# REQUEST A
Answer the following from the article on the crisis in Côte d’Ivoire, giving each answer on its own line with the matching label:
(i) On what date was the second round of presidential elections held?
(ii) How many candidates took part in the first round?
(iii) Which body invalidated the results declared by the Independent Electoral Commission?

# PAGE EXCERPT
● ● ● ● ●
Crisis in Côte d’Ivoire: What impact on women?
Côte d’Ivoire has been in a political impasse since the declaration of contested results of a second round of presidential elections held in November 2010. Since both candidates claimed victory and have been sworn in, the country has two presidents and two governments. In order to understand the impact of this situation on women and women’s rights organisations, AWID (Association for Women’s Rights in Development) spoke with two women’s rights defenders, Mata Coulibaly, president of SOS EXCLUSION and Honorine Sadia Vehi Toure, president of Génération femmes du troisième millénaire (GFM3), as well as with an Ivorian politician who prefers to remain anonymous and to whom we have given the pseudonym of Sophie.
On 28 November 2010, Côte d’Ivoire held a second round of presidential elections, following a first round which took place in October 2010 after several postponements. Fourteen[1] candidates participated in the first round, and Alassane Ouattara and Laurent Gbagbo, the two candidates who garnered the most votes, made it to the second round of the polls. Gbagbo is the incumbent president. After the elections, the Independent Electoral Commission declared Ouattara the winner, but these results were invalidated by the Ivorian Constitutional Court which declared his rival, Gbagbo, the president-elect of Côte d’Ivoire.
This precipitated a crisis in the country. Gbagbo ‘refused to yield to international pressure and withdraw from his position’[2] in favour of Ouattara, who was recognised by the entire international community.
Mata Coulibaly and Honorine Sadia Vehi Toure, the two women’s rights advocates whom we interviewed, explained how the population is experiencing this situation: ‘We are going through a crisis and this is very difficult. There is tension in the country. Our days are filled with uncertainty because at any moment, a strike can be called,’ said Coulibaly. Toure added: ‘This is a real crisis and we are under tremendous stress. We do not know what tomorrow will bring. The social situation is deteriorating day by day. So it is highly stressful and frustrating.’
The political crisis in Côte d’Ivoire has had major diplomatic, financial, economic and social repercussions on the population, including on women and the organisations that defend their rights.
Gbagbo’s refusal to step down has prompted several international organizations, including the United Nations, the European Union, the African Union and the Economic Community of West Africa States (ECOWAS) to take punitive measures against him, his family and close friends, and the state.
● ● ● ● ●
# DATA LINES
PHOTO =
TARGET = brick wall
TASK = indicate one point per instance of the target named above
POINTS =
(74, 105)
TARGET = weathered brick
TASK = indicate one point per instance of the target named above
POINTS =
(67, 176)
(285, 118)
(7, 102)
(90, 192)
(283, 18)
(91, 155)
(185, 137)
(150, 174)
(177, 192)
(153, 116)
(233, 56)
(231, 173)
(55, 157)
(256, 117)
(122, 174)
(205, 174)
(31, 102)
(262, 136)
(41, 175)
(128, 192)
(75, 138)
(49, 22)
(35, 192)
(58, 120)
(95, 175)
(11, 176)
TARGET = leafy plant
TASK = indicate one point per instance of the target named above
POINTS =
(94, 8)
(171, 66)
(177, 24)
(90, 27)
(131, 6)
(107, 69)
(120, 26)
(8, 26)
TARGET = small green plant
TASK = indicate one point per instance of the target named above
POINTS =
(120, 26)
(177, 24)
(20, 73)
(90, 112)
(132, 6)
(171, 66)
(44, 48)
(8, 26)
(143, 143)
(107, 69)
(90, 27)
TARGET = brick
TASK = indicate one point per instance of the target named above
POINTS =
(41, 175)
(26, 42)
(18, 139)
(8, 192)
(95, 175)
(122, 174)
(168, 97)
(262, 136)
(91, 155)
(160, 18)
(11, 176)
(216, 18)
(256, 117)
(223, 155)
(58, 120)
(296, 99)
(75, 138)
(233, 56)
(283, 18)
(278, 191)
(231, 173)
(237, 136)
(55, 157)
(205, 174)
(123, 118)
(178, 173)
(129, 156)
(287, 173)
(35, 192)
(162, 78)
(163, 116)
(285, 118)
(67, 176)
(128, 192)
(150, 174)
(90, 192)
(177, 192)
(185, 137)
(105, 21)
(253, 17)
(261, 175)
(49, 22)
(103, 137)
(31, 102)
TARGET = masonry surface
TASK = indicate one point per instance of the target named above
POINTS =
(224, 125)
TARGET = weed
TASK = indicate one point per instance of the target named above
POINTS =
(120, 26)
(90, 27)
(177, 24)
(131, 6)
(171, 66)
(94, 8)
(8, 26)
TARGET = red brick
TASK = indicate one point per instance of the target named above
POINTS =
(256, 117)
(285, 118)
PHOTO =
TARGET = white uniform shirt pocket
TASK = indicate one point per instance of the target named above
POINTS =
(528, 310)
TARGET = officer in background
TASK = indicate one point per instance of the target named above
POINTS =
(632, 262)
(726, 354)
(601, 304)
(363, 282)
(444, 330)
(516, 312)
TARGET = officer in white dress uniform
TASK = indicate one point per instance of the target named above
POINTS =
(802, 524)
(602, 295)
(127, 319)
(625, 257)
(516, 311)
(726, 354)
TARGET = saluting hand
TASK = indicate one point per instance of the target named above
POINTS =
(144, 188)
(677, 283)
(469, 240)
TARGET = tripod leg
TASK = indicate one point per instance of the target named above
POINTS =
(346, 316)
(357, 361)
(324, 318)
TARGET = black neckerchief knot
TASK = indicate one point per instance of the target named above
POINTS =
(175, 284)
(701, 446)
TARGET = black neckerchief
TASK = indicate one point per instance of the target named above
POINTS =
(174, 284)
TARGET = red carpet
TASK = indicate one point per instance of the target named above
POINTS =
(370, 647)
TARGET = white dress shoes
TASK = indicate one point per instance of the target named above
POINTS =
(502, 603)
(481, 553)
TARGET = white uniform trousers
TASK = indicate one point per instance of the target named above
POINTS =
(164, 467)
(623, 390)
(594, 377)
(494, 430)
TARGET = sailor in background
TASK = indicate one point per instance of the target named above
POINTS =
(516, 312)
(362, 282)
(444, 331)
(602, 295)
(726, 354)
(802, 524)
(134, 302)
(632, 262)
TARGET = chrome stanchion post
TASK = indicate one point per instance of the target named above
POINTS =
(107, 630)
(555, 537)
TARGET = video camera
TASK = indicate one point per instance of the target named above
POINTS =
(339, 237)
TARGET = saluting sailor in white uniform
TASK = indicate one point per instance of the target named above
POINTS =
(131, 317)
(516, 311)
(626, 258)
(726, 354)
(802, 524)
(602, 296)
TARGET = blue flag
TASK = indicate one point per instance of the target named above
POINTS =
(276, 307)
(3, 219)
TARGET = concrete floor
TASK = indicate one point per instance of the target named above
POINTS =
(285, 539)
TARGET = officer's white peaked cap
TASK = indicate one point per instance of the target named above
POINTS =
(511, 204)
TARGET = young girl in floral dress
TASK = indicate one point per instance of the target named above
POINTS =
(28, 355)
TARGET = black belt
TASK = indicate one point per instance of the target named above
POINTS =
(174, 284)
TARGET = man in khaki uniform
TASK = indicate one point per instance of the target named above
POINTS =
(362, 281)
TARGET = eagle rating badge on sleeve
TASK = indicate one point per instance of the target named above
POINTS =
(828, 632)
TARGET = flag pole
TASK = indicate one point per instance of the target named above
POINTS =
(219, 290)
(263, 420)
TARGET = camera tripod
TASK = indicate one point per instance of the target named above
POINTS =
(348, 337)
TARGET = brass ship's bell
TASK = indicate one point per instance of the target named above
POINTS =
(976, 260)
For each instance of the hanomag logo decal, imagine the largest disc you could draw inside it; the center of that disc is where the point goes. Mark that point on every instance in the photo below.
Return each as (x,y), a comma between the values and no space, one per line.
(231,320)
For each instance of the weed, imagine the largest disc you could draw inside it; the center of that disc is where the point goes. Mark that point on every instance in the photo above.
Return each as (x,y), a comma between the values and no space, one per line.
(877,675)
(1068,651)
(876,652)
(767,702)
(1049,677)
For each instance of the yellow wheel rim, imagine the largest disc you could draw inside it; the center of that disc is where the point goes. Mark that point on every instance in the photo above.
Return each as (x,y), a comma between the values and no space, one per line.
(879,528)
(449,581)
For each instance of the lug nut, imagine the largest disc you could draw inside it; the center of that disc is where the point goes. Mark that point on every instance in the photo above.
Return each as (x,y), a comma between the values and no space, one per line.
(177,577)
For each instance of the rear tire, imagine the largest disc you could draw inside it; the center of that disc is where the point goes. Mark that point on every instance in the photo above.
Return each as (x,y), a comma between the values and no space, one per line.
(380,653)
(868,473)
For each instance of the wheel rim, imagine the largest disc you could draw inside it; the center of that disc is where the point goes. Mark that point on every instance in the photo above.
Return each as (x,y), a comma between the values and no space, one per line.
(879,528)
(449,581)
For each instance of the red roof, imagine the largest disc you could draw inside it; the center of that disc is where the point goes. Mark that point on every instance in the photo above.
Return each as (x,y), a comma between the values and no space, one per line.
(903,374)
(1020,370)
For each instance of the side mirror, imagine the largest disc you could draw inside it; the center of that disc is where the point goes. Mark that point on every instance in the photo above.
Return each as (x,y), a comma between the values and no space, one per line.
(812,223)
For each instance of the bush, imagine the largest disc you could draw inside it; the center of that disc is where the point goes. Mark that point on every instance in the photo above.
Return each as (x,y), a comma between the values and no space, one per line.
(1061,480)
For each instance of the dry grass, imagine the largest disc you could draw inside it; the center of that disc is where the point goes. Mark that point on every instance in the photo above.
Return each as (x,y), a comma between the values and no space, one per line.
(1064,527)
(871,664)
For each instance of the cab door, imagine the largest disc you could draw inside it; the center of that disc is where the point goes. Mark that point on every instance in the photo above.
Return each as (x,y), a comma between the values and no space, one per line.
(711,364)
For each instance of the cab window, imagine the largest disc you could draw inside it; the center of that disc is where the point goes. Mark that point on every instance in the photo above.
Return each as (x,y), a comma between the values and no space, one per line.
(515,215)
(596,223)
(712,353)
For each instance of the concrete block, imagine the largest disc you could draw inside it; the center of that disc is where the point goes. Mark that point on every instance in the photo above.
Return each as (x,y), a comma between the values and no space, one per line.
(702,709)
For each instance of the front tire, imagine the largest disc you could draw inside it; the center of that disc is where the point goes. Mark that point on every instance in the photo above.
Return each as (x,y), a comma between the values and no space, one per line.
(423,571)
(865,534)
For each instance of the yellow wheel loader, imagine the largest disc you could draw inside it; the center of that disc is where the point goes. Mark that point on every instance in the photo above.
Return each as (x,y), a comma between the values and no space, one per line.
● ● ● ● ●
# REQUEST B
Filter the records above, keeping every line that contains the string "white". Case counts.

# EXERCISE RESPONSE A
(i) 28 November 2010
(ii) Fourteen
(iii) The Ivorian Constitutional Court

# EXERCISE RESPONSE B
TARGET = white uniform shirt pocket
TARGET = officer in white dress uniform
TARGET = white dress shoes
TARGET = white uniform trousers
TARGET = saluting sailor in white uniform
TARGET = officer's white peaked cap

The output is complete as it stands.